• _Excerpt_:
— START —

Boomers are selling at a furious pace and they’re just getting started. This shouldn’t come as a huge surprise. According to the US Small Business Administration, more than half of the nation’s small-business owners are over the age of 50, and approximately 21% of the US population were born before 1964. As of February 2024, according to one study, baby boomers owned about 51% of the privately held businesses in the United States, which is about 3m businesses valued at $10tn.
The real startup story is quietly happening elsewhere: trillions of dollars of wealth are slowly being transferred to a younger generation by boomers selling their businesses to those looking to build their own.
What?!
That’s not transferring wealth to a younger generation, it’s transferring wealth to the boomers in exchange for businesses that are likely going to fail, plus some to lenders for the interest. Regardless of who buys it, they have to pay sky high interest, if they can’t the bank gets it.
And at least in my city, it’s mostly people who worked for the boomer, didn’t understand the legal parts, and got hosed.
We just had a guy pay 1.5 million for a failing restaurant without having a lawyer look at it because the seller was a “mentor”.

— END —

• _Tasks for this exercise_:
1. Decide whether each statement agrees with the excerpt on boomers selling their businesses. Answer yes or no, and quote the words from the excerpt that settle it. (a) More than half of US small-business owners are over the age of 50. (b) The businesses owned by baby boomers were valued at about $3tn. (c) The buyer of the failing restaurant had a lawyer review the deal.
2. Write what comes next in the excerpt on boomers selling their businesses, picking up after its final sentence.

• _Recorded data_:
— START —

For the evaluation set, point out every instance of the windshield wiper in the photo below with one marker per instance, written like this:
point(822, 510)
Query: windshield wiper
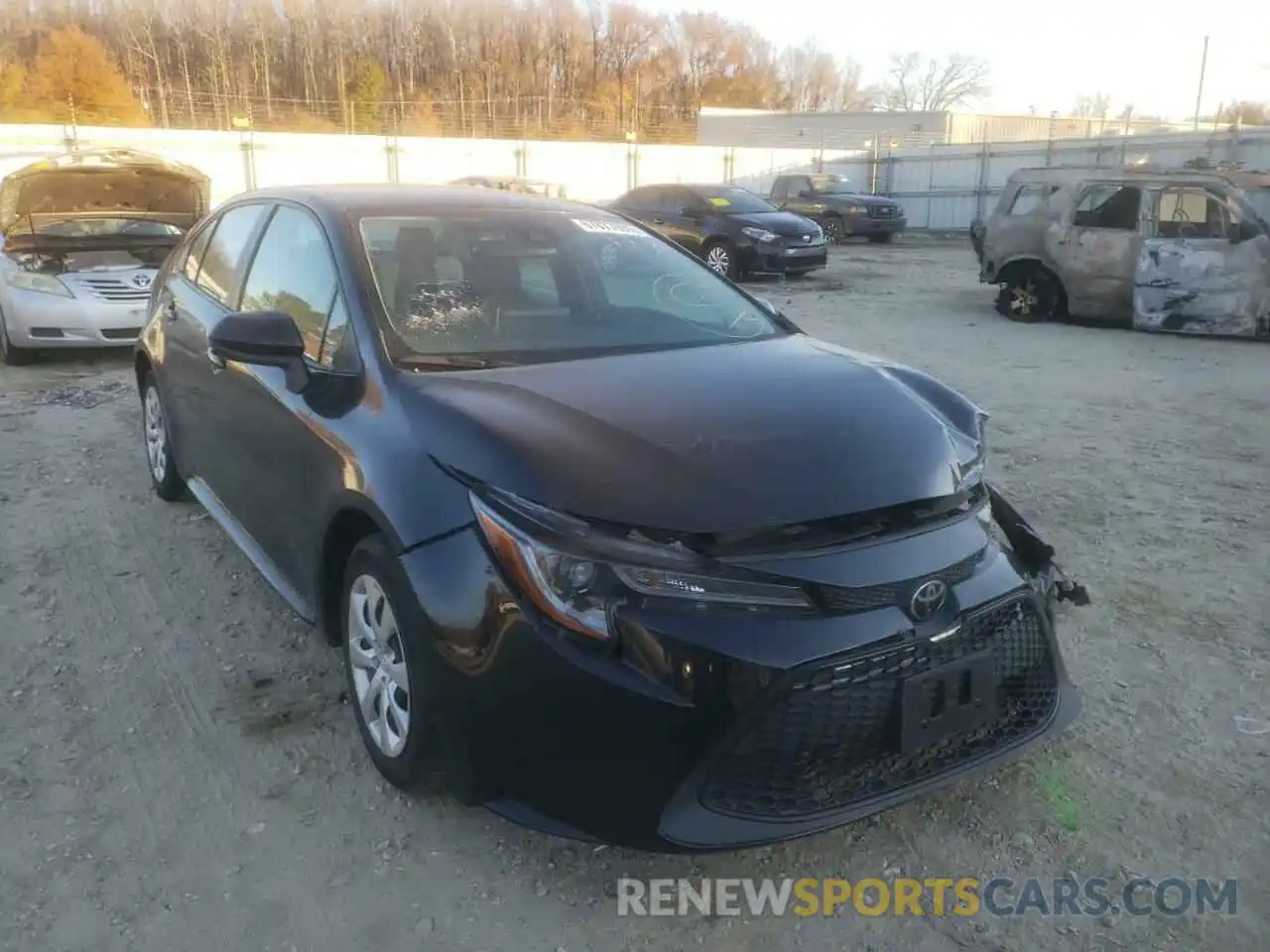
point(448, 362)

— END —

• _Expected answers_:
1.
(a) Yes: "more than half of the nation’s small-business owners are over the age of 50"
(b) No: "about 3m businesses valued at $10tn"
(c) No: "without having a lawyer look at it"

2.
There was a stipulation in there that it was just for the name and lease. The boomer didn’t even own the property, even though he had been telling people he owned it for over a decade.
Dude thought he was buying a restaurant and the property. The boomer sold all the equipment and moved to Florida.
Yeah. Real story here is yet another shell game is playing out in plainview of everyone. One that ensures generational wealth and poverty remain in place
A true mentor, teaching a very important lesson.
Where are the Millennials coming up with the money? Putting the houses they don’t own up as collateral?
They just get the standard small, million-dollar loan that everyone gets. Duh.
It’s much easier to get approved for a loan on an existing business like this - especially if it has a physical building.
Cash flow records show whether it turns a profit and a building provides real collateral that can be foreclosed and auctioned offf.
Their dad that they are buying the business from.
You only need 1 kidney.
That’s not handing anything over. They’re going for one last big payout after a lifetime of exploitation.
They have their real estate portfolio that they rent at exorbitant prices, or sell at massive mark ups because they got into the market at sane levels and contributed to the feeding frenzy that has led to today’s unaffordable housing.
They strung their employees on, taking the increased profits from inflation without paying their employees enough to keep up.
And now they’re selling their small businesses to those same employees at prices that practically guarantee they will be unable to keep up. Because even though they have all the wealth that they’ve accumulated from a life of exploitation, they deserve to ride off into the sunset with a saddlebag stuffed with gold.
sucks to be GenX in that case
The forgotten generation. Little chance of owning a hone or a business, skipped over for work.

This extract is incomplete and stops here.